::: Given data
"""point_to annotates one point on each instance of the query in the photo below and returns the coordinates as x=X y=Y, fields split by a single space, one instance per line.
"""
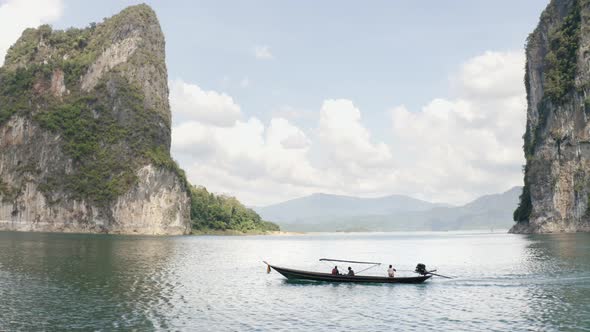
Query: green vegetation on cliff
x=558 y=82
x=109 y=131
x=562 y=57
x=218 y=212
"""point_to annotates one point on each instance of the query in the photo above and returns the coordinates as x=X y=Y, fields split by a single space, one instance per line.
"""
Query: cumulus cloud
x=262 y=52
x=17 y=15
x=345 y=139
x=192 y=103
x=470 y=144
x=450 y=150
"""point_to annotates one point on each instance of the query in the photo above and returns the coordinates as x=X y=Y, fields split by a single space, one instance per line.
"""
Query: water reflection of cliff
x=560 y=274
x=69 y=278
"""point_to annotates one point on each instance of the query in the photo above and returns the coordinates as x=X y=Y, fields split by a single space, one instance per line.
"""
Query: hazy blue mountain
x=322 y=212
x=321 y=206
::::::
::: Given data
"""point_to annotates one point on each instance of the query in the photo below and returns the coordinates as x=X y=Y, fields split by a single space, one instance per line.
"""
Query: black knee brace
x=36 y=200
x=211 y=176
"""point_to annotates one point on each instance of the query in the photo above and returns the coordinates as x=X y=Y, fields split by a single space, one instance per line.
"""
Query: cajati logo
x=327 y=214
::::::
Copy out each line of the entries above that contains the string "cliff", treating uppercase and lowercase as distinct.

Answer to the exercise>
Query: green vegetation on cliff
Query: water reflection of cliff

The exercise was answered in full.